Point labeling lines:
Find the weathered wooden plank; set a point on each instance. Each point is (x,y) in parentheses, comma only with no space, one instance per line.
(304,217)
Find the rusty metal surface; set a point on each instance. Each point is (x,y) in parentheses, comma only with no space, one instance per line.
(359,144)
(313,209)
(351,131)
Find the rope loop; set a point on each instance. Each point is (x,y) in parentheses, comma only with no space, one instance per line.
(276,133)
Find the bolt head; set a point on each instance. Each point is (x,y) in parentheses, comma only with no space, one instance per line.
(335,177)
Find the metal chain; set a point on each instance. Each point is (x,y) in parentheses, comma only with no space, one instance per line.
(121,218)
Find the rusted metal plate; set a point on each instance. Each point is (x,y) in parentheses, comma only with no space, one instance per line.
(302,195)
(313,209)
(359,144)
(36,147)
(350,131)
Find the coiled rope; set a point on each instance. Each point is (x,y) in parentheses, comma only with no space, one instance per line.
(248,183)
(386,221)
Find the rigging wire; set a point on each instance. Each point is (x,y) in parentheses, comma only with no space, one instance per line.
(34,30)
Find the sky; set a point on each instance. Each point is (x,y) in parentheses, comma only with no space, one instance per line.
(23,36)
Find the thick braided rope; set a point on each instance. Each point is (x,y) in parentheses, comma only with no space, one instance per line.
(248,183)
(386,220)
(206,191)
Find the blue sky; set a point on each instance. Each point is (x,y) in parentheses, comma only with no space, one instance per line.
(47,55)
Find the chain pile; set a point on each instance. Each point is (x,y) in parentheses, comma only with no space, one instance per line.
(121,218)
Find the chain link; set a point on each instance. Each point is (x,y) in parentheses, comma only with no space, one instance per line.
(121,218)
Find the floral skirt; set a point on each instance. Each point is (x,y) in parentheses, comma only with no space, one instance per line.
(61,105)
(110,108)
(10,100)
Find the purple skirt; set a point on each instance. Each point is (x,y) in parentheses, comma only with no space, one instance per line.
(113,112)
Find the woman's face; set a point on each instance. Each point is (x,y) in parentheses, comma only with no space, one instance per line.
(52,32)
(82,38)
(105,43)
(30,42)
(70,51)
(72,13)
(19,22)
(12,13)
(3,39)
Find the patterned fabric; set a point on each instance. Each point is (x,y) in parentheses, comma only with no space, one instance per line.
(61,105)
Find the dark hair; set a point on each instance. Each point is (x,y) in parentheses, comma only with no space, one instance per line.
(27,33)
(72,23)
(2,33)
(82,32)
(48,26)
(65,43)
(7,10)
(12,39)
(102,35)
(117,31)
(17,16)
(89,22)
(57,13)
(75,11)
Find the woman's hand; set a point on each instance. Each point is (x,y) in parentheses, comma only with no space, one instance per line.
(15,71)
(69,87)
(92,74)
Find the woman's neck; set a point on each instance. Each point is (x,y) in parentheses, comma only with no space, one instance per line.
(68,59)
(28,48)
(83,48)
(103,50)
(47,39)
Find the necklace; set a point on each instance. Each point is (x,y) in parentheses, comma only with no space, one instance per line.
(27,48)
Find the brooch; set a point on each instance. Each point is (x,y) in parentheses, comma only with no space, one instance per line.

Exercise instructions ->
Rescale the lines from the one containing "Find the woman's face;" through the final line, rewriting every line with the requests left as they are. Multiply each point coordinate by 1.9 and round to a whole number, with halves rounded up.

Solution to this problem ->
Find the woman's face; set a point on each instance. Each point is (x,y) in parentheses, comma only with no space, one instance per line.
(99,61)
(156,72)
(200,82)
(57,80)
(133,97)
(137,25)
(36,42)
(23,25)
(6,74)
Find the patterned fabric; set a point on each instance. Each point is (x,y) in parentheses, comma only with no space, one instance per line.
(116,200)
Find the dark hair; set a point on each instance. Each point is (x,y) in parentheses, comma only with no space, one instance per line.
(51,63)
(137,44)
(4,63)
(156,61)
(91,49)
(124,82)
(13,19)
(23,74)
(194,67)
(222,59)
(32,30)
(169,42)
(108,25)
(143,21)
Find the woman's hand; set a point on each instance. Each point is (x,y) in parentheses, comma only with no space, one instance per line.
(29,135)
(131,165)
(175,141)
Find the woman's neck; set a point on each instance. Each point is (x,y) in parentheses, comma only with no space, one instance per line.
(129,112)
(53,91)
(158,91)
(196,95)
(89,74)
Find the necklace; set a point on each instance. Each point is (x,y) in parentheses, comma only with no space, one instance per line.
(51,91)
Find the brooch; set a point on each instance. Each point is (x,y) in parentheses, comma only with no space, one instance per line.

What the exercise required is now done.